_Enunciado 1:_
Segundo o texto sobre Fratura exposta, em que edifício e em que cidade mora Jovino Machado?

── Trecho do documento

Fratura exposta (anomelivros, 2005) é um diálogo fecundo e de longa duração com a poesia do decano Affonso Ávila. Mineiro de Formiga, morador da Torre dos Azulejos, em Belo Horizonte, Jovino Machado "enfrenta o silêncio se machucando com idéias" e, desassossegado, oferece aos leitores um labirinto de metáforas (des)articuladas, sob o efeito da intertextualidade e da paródia. Realiza fruições líricas num exercício de confrontação sofisticado com o autor do Discurso da Difamação do Poeta (Antologia, Coleção Palavra Poética, Summus Editorial, 1978).

 

A técnica da iteração — muito comum nos discursos orais — santifica a opção por um estado de espírito que preserva o grau de possibilidades e ambigüidades ao mesmo tempo extremamente rico de sugestões e um verdadeiro laboratório de experimentos sobre a construção de uma poesia. É sintomático o apelo e a presença de verbos e substantivos expressivos nas 50 estrofes de quatro versos por página.

 

Sem pontos finais no seu conjunto, a sensibilidade diabólica realiza um percurso de bem-aventurança somente alcançável no mundo dos lúcidos loucos loquazes. Numa linguagem visceral, venenosa, vingativa e toda sorte maculada — uma coleção de exclamações —, que sorve até a última gota metafórica disponível e inebriante para conseguir exprimir em palavras a sede enorme para estancar o sangue e a procura incessante do autor em seu diálogo maior com ela, e não ele, A POESIA em pessoa. Que nasce, "a poeta voava pelos telhados / sonhando com a capital da solidão / a primavera assassinava o inverno / no céu surgia um pedaço de lua suja". E, "morre na quarta-feira de cinzas /a dançarina da ópera limpa as feridas do sambista / que abraça a cuíca fatigada de chorar na pista / inventando uma nova estação chamada melancolia".

────

_Enunciado 2:_
Redimensione a listagem inteira: reescreva todas as suas linhas, inclusive os pedidos, multiplicando por 1,7 cada coordenada dos contornos nas respostas e arredondando para inteiros, com metades para cima. Deixe as imagens de fora.

── Registros selecionados

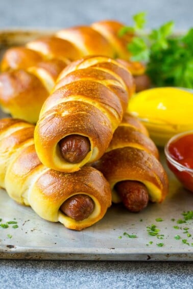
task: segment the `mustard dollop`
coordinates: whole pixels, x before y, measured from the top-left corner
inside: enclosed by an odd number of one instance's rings
[[[174,87],[144,90],[131,98],[128,110],[137,116],[158,145],[176,134],[193,129],[193,93]]]

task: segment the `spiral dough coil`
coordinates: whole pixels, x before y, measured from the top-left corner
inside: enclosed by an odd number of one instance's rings
[[[41,218],[80,230],[101,220],[111,204],[109,185],[101,172],[84,167],[71,174],[45,167],[35,152],[34,126],[0,120],[0,186]]]

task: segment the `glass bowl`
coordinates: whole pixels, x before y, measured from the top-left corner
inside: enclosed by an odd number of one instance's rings
[[[169,148],[172,144],[185,136],[192,135],[193,130],[184,132],[176,135],[167,142],[164,147],[164,153],[166,156],[167,165],[169,169],[175,175],[178,179],[182,183],[185,189],[193,193],[193,168],[188,168],[177,160],[175,160],[171,155]],[[191,156],[193,159],[193,155]]]

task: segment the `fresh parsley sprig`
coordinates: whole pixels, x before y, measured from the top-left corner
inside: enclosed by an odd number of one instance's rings
[[[147,73],[156,86],[179,86],[193,88],[193,28],[185,35],[174,35],[172,21],[144,31],[146,13],[133,17],[132,27],[123,28],[119,34],[134,34],[127,48],[132,60],[147,63]]]

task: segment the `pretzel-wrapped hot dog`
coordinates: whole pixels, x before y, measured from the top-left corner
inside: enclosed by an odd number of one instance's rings
[[[104,57],[87,57],[68,66],[36,126],[35,146],[41,162],[71,172],[99,159],[122,121],[133,82],[124,66]]]
[[[80,230],[101,220],[111,204],[109,185],[101,172],[85,167],[71,174],[40,162],[34,126],[18,119],[0,120],[0,186],[41,218]]]
[[[135,118],[125,114],[102,157],[93,166],[110,184],[112,201],[122,202],[133,212],[149,200],[161,202],[168,191],[167,175],[158,160],[157,149]]]
[[[56,77],[70,62],[94,55],[128,60],[126,43],[133,35],[128,33],[120,38],[118,32],[123,27],[116,21],[99,21],[63,29],[23,46],[8,49],[1,63],[0,105],[3,110],[13,117],[35,123]],[[132,63],[125,61],[122,65],[131,68],[134,75],[143,74],[144,69]]]

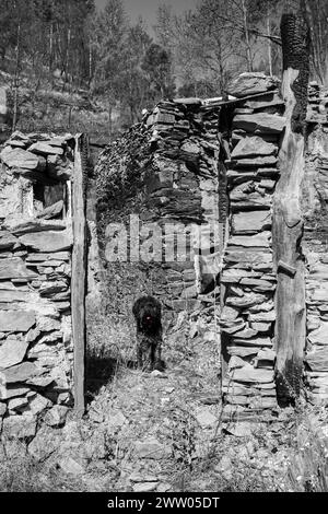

────

_Resposta 1:_
Na Torre dos Azulejos, em Belo Horizonte.

_Resposta 2:_
task: segment the `mustard dollop`
coordinates: whole pixels, x before y, measured from the top-left corner
inside: enclosed by an odd number of one instance's rings
[[[296,148],[245,153],[223,167],[218,187],[233,197],[269,247],[299,228],[328,219],[328,158]]]

task: segment the `spiral dough coil`
coordinates: whole pixels, x before y, measured from the top-left corner
inside: enclosed by an odd number of one instance's rings
[[[70,371],[136,391],[172,374],[189,347],[185,315],[172,292],[143,284],[121,296],[77,284],[60,258],[58,214],[0,204],[0,316]]]

task: segment the `glass bowl`
coordinates: whole pixels, x before y, measured from the top-left corner
inside: enclosed by an odd number of one instance's rings
[[[287,252],[292,245],[315,231],[326,230],[328,221],[313,224],[299,230],[284,241],[279,250],[279,260],[282,265],[284,281],[287,287],[298,298],[303,304],[309,311],[315,321],[328,328],[328,286],[320,286],[301,272],[298,272],[291,264]],[[325,265],[328,270],[328,264]]]

task: segment the `fresh parsley sprig`
coordinates: whole pixels, x before y, measured from the top-left corner
inside: enclosed by an odd number of one instance's rings
[[[250,124],[265,146],[304,146],[328,150],[328,48],[315,60],[296,60],[292,36],[245,53],[248,22],[226,29],[224,46],[209,48],[202,58],[228,58],[216,82],[224,102],[250,107]]]

task: segment the `pretzel-wrapped hot dog`
coordinates: whole pixels, x before y, measured from the top-left corner
inside: enclosed by an odd number of one instance's rings
[[[177,97],[148,97],[116,112],[61,214],[60,248],[70,275],[121,292],[168,270],[207,206],[226,139],[211,112]]]
[[[136,391],[172,374],[189,347],[185,315],[172,292],[145,284],[121,296],[68,275],[58,214],[31,202],[0,204],[0,316],[70,371]]]
[[[230,201],[213,194],[173,267],[158,282],[187,313],[190,342],[207,343],[226,360],[253,340],[274,343],[286,325],[284,298],[269,272],[267,253]]]
[[[95,131],[119,105],[160,94],[218,102],[214,73],[226,60],[218,56],[204,65],[201,54],[209,46],[197,36],[168,36],[107,49],[39,78],[14,83],[2,107],[0,179],[5,187],[22,199],[60,209]],[[224,107],[213,104],[207,111],[223,116],[228,128],[243,126],[245,117]]]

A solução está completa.